_What is needed_.
Repeat the data from the very beginning through the line containing "385), (391, 385)]", swapping "white van" for "delivery van" and leaving everything else unchanged.
·····
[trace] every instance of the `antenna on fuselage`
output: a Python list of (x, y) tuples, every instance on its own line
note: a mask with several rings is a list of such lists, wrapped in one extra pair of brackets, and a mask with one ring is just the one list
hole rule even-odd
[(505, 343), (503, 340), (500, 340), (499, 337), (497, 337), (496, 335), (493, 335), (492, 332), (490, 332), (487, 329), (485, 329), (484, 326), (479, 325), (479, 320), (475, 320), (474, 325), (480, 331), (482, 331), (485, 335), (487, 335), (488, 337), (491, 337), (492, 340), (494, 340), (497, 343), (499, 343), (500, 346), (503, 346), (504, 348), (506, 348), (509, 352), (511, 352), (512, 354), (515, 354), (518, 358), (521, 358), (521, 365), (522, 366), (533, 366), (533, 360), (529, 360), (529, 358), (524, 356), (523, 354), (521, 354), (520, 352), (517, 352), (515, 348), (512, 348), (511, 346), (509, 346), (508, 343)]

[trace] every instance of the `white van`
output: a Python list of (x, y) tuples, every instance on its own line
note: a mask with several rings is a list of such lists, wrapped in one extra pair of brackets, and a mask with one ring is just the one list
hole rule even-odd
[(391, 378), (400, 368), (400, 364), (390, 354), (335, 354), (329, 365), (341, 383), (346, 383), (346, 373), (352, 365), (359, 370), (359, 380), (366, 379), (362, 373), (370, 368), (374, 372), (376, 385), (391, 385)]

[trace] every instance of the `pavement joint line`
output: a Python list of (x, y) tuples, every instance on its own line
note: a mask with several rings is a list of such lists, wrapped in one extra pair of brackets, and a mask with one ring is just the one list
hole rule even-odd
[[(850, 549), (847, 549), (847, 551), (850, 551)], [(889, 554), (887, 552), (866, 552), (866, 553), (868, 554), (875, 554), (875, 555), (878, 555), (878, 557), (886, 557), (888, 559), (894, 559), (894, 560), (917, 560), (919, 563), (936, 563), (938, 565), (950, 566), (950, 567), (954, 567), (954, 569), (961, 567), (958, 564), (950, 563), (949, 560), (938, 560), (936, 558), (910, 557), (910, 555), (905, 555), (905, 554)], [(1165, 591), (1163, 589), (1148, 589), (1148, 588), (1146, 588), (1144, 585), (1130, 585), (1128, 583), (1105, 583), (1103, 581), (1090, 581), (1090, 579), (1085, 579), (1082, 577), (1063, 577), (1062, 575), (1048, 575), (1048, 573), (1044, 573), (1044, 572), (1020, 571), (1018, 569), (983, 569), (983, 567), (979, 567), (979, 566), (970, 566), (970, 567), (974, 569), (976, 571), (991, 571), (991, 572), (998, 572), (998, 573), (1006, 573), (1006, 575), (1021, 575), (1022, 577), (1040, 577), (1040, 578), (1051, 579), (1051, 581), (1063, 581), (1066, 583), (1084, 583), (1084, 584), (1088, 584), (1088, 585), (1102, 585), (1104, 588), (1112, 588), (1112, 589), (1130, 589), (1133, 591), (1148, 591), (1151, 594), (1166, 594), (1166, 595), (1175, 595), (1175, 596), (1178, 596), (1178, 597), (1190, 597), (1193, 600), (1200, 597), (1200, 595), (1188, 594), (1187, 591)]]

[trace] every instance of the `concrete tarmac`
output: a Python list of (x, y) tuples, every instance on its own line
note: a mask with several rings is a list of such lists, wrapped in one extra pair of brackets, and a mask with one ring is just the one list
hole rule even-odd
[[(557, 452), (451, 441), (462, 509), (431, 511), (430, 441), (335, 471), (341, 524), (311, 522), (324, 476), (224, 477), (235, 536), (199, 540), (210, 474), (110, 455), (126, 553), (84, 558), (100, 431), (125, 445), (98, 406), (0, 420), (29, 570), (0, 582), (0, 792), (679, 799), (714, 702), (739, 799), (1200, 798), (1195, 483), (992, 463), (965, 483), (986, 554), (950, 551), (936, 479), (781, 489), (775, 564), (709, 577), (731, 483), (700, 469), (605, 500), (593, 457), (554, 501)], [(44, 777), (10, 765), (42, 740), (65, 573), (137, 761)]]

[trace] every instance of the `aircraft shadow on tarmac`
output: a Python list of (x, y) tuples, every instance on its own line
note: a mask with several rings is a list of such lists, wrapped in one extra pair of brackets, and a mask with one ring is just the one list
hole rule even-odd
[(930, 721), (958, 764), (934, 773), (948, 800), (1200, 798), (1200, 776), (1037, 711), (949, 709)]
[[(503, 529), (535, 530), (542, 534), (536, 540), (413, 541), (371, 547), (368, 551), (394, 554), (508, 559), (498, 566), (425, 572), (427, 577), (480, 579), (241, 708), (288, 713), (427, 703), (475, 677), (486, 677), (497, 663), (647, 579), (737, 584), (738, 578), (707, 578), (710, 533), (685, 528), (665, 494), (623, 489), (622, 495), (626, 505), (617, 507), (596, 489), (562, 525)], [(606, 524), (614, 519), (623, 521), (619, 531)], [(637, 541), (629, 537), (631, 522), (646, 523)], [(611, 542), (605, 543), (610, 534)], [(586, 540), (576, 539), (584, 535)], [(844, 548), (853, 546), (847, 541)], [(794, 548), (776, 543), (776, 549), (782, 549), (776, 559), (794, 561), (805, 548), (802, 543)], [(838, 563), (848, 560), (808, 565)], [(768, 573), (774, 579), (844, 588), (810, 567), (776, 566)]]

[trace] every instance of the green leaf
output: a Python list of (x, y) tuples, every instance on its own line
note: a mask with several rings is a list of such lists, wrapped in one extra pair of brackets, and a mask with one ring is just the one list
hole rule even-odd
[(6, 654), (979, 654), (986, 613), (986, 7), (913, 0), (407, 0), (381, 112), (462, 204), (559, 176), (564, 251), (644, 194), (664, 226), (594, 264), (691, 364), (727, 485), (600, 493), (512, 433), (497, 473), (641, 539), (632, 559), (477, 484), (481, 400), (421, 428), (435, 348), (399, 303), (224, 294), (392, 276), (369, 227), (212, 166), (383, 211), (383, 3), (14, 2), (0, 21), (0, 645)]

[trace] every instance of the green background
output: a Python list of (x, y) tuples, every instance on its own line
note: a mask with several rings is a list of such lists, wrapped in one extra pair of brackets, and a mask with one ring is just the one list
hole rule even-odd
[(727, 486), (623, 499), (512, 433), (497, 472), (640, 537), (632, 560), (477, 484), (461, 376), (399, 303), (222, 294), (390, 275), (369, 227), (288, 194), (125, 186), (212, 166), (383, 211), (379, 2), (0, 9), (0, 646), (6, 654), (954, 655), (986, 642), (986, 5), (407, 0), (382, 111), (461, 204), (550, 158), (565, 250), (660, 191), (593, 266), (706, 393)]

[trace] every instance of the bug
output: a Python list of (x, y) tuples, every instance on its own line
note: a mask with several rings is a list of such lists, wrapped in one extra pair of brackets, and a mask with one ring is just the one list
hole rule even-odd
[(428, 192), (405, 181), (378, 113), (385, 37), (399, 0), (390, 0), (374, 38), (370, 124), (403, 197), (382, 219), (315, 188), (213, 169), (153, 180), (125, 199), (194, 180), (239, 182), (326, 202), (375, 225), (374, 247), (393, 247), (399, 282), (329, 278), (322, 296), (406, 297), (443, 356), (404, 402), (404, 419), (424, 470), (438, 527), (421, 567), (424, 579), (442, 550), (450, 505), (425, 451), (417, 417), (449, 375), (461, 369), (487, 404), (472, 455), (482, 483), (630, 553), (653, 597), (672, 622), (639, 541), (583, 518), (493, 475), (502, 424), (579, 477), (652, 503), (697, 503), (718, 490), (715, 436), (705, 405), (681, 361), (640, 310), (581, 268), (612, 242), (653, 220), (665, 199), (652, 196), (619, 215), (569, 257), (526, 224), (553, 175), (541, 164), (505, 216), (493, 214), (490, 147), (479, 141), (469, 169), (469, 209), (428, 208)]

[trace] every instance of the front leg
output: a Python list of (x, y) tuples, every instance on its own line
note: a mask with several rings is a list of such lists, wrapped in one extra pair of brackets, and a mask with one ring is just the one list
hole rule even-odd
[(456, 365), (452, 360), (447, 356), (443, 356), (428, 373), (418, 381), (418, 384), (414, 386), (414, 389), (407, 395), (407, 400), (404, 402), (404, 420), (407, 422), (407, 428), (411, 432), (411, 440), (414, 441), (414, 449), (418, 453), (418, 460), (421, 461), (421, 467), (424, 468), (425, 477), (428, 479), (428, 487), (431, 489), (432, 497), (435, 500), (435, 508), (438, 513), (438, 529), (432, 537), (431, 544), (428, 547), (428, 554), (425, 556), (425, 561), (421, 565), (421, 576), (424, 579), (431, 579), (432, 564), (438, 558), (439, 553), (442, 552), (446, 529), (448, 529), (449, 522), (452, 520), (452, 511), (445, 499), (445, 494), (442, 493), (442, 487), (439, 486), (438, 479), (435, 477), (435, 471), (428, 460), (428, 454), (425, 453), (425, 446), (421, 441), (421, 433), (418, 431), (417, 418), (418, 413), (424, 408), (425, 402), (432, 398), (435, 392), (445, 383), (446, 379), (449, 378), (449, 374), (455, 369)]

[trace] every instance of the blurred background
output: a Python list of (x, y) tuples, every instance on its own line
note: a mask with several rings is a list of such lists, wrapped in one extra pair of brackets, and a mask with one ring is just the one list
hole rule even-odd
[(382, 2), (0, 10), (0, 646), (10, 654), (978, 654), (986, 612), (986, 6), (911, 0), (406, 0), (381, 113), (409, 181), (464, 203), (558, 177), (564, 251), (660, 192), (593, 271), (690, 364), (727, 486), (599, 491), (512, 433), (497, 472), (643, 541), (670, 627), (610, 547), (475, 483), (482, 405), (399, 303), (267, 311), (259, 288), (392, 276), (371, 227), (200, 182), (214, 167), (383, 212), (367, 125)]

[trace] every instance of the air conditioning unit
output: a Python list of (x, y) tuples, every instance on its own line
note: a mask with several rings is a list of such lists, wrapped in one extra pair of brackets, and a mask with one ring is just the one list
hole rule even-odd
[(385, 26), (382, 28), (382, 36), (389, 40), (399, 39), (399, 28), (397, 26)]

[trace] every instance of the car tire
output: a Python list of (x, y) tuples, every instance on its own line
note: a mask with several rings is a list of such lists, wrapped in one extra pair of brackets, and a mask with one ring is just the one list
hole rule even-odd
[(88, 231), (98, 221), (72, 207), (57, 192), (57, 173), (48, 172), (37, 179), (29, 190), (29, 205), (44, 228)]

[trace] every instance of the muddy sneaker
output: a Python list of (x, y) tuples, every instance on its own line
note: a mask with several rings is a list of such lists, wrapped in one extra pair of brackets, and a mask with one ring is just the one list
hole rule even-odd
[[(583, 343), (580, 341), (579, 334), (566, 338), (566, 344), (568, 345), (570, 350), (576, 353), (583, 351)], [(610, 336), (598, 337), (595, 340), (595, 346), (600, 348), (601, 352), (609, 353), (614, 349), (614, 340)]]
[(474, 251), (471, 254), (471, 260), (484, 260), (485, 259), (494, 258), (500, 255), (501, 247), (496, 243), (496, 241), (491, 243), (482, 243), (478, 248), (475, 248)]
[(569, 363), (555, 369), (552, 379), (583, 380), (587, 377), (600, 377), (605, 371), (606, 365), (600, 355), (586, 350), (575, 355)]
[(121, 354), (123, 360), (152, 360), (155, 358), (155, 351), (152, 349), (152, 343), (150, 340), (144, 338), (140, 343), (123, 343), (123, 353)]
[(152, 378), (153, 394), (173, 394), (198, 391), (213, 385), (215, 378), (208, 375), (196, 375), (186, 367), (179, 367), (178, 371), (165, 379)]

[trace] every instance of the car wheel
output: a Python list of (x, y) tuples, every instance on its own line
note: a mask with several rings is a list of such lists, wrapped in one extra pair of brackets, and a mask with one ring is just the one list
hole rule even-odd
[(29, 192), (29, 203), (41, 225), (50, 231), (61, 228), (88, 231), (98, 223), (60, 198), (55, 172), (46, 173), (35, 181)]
·····
_Solved problem_.
[trace] every instance of the `antenna on fuselage`
output: a Python list of (x, y) tuples, every instance on its own line
note: a mask with several rings is a list of such lists, wrapped in one extra pair of brackets, and a mask with one ring is just the one list
hole rule even-odd
[(505, 343), (503, 340), (500, 340), (499, 337), (497, 337), (496, 335), (493, 335), (492, 332), (490, 332), (487, 329), (485, 329), (484, 326), (479, 325), (479, 320), (475, 320), (474, 325), (480, 331), (482, 331), (485, 335), (487, 335), (488, 337), (491, 337), (492, 340), (494, 340), (497, 343), (499, 343), (500, 346), (503, 346), (504, 348), (506, 348), (509, 352), (511, 352), (512, 354), (515, 354), (518, 358), (521, 358), (521, 365), (522, 366), (533, 366), (533, 360), (529, 360), (529, 358), (524, 356), (523, 354), (521, 354), (520, 352), (517, 352), (515, 348), (512, 348), (511, 346), (509, 346), (508, 343)]

[trace] every instance of the `delivery van`
output: a Python list of (x, y) tuples, every instance on its own line
note: a mask with several rings is a list of such lists, wrapped in one extra pair of brackets, and a mask with one ring is just the one list
hole rule even-odd
[(391, 378), (400, 368), (400, 364), (390, 354), (335, 354), (329, 365), (341, 383), (346, 383), (346, 373), (352, 365), (359, 370), (359, 380), (366, 379), (362, 373), (370, 368), (374, 372), (376, 385), (391, 385)]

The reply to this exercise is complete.